If you have ever eaten fresh clams, you have probably bit down on a nasty little piece of grit.  Clams feed by filtering sand and ocean water, and occasionally they will hang on to some of the grit.  Some chefs swear by rinsing the clams, but it won’t always work, as the grit is often inside the clam.  If you want to get rid of any chance of grit, simply soak the clams in an ice water bath with 2-3 tablespoons of cornmeal.  The cornmeal will trick the clams into thinking they are feeding, and the cornmeal will filter out any grit. They only take 30-60 seconds to cook, and once they pop open, they are done.  Take them out as soon as they are cooked, as overcooking makes them rubbery.

Buying Live Seafood

When buying LIVE seafood, look for seafood that is aLIVE.  If the crabs or lobsters don’t look very lively, they aren’t going to be very good.  If they are squirming around, they should be pretty fresh.  Dead Lobsters, crabs, and crawfish release harmful bacteria, and shouldn’t be eaten.  Any dead shellfish need to be removed from the group, or this bacteria will spread like the Bubonic Plague through Europe.

Do Lobsters Scream When You Put Them in Boiling Water

There is a myth surrounding lobster, that when you put them in boiling water they scream.  This is absurd, the lobster live underwater, have no vocal cords and if they did, they wouldn’t be audible to humans.  The noise they make is actually pressurized air and steam being released from the shells.

What Is the Most Humane Way to Kill Lobsters or Blue Crabs

People often ask what is the most humane way to cook a lobster or blue crab.  This is a very important question because we need to realize these creatures gave their lives for our meal.  Treating food with respect is the best way to honour these creatures.  Some people think they should be dropped into boiling water, but the truth is, this won’t kill them immediately.

The most humane way to kill a live lobster or blue crab is to place the tip of your knife at a 45-degree angle right between their eyes.  Push down straight through to the cutting board with the tip of the knife, and in a rocking motion, push down until the heel of the blade touches the cutting board killing the crustacean immediately.

(Tasks to complete)
1 - Reproduce the passage of the shellfish text starting at "If you have" and ending at "makes them rubbery.".
2 - In the shellfish text, what should clams be soaked in to get rid of grit?
3 - Extend the shellfish text onward from its last sentence.

(Records provided)

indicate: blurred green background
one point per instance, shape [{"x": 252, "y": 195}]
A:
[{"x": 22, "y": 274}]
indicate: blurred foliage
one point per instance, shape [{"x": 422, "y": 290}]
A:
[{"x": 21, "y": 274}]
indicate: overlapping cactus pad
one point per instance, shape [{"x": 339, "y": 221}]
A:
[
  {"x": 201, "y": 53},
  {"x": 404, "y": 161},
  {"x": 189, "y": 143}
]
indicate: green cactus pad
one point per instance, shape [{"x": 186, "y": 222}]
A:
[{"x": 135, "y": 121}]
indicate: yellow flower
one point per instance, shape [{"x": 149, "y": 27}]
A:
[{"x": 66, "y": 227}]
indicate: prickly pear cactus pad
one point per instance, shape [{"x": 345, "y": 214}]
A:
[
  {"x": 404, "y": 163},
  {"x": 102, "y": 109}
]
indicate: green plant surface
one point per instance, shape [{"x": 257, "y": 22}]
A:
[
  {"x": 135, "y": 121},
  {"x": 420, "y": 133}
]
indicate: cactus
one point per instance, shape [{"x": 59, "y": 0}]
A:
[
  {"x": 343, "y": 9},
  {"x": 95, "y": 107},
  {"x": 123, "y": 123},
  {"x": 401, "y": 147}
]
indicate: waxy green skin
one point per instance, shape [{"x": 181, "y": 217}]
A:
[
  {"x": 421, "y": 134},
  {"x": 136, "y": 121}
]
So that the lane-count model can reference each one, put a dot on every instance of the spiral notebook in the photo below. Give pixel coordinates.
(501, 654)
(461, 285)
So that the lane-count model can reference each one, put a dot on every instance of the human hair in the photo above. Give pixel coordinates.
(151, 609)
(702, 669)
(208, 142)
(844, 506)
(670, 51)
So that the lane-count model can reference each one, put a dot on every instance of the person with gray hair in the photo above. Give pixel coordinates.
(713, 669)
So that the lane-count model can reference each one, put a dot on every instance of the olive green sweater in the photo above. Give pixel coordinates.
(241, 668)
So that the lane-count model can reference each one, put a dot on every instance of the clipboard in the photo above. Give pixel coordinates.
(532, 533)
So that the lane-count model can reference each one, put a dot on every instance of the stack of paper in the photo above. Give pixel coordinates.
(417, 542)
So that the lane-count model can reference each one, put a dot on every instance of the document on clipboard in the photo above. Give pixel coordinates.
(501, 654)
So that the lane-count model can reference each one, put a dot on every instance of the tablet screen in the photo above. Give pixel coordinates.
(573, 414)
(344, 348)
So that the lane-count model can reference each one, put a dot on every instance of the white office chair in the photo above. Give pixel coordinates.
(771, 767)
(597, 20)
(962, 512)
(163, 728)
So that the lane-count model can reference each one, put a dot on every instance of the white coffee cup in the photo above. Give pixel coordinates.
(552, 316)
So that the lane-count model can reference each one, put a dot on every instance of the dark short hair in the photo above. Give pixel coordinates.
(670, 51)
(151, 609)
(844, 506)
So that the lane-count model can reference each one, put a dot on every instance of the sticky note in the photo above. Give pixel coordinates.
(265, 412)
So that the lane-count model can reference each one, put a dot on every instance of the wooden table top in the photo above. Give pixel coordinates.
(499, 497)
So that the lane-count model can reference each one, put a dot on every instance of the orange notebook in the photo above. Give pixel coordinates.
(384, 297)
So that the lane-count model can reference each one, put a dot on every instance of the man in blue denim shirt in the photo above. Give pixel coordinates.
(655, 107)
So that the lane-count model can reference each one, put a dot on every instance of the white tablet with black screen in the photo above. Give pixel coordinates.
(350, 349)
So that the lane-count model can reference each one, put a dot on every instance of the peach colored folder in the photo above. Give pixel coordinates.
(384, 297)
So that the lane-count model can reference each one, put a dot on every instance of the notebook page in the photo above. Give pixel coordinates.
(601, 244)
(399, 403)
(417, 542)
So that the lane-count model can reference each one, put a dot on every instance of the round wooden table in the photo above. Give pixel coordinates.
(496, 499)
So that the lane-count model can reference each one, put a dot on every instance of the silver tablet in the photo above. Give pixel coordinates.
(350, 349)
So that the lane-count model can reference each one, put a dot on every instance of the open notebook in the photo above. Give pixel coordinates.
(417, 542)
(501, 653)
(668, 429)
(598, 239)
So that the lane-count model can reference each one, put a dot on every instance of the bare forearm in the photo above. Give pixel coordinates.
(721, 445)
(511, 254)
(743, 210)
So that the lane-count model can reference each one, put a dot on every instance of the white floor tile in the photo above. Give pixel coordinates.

(Written responses)
1 -
If you have ever eaten fresh clams, you have probably bit down on a nasty little piece of grit.  Clams feed by filtering sand and ocean water, and occasionally they will hang on to some of the grit.  Some chefs swear by rinsing the clams, but it won’t always work, as the grit is often inside the clam.  If you want to get rid of any chance of grit, simply soak the clams in an ice water bath with 2-3 tablespoons of cornmeal.  The cornmeal will trick the clams into thinking they are feeding, and the cornmeal will filter out any grit. They only take 30-60 seconds to cook, and once they pop open, they are done.  Take them out as soon as they are cooked, as overcooking makes them rubbery.

2 - An ice water bath with 2-3 tablespoons of cornmeal.

3 -
Buying Fresh Seafood Vs Frozen Seafood

Fresh isn’t necessarily better.  In some instances, frozen fish is actually fresher than fresh fish.  Look for food that is flash frozen immediately after processing or fish that is individually vacuum sealed for freshness. If the seafood has to travel a long distance to get on your plate (say Salmon in Ohio or Snow Crab in Texas), flash frozen will most often be your best bet. Flash frozen is exactly what it sounds like.  The fish are frozen at a very cold temperature, freezing them very rapidly.  This will prevent ice crystals from forming, which will damage the texture of the cooked product.  Once thawed, use immediately.  Under no circumstances should you refreeze previously frozen and thawed seafood, as this develops big ice crystals.

Be careful of frozen seafood in the supermarket that is on styrofoam and wrapped in the simple plastic wrap.  This type of frozen fish will often not be flash frozen and will typically have freezer burn.

How to Store Fresh Seafood Once Purchased

Fresh seafood spoils quickly.  The easiest way to keep your seafood fresh is to store it on ice (no doubt if you have been to a fish market you have seen fish stored in/on ice).  In the county where I work, the health department actually requires fresh seafood to be stored at 34 degrees or below (vs 40 degrees or below for all other cold items).  In my restaurant, this isn’t an issue, we already store our fish in ice inside the refrigerator to preserve freshness.  We keep our seafood in metal containers with Ziploc bags of ice on top.  At the beginning and end of every shift, we change the pans and change the ice bags.  At home, store the seafood in a glass or metal container with the same Ziploc bags and change them as the ice melts.  Never store Live seafood (lobsters, clams, mussels, crawfish etc) in airtight containers.  Cook the seafood before it starts to stink up your fridge.  If you have bought frozen seafood, force thaw (under cold running water) immediately prior to cooking.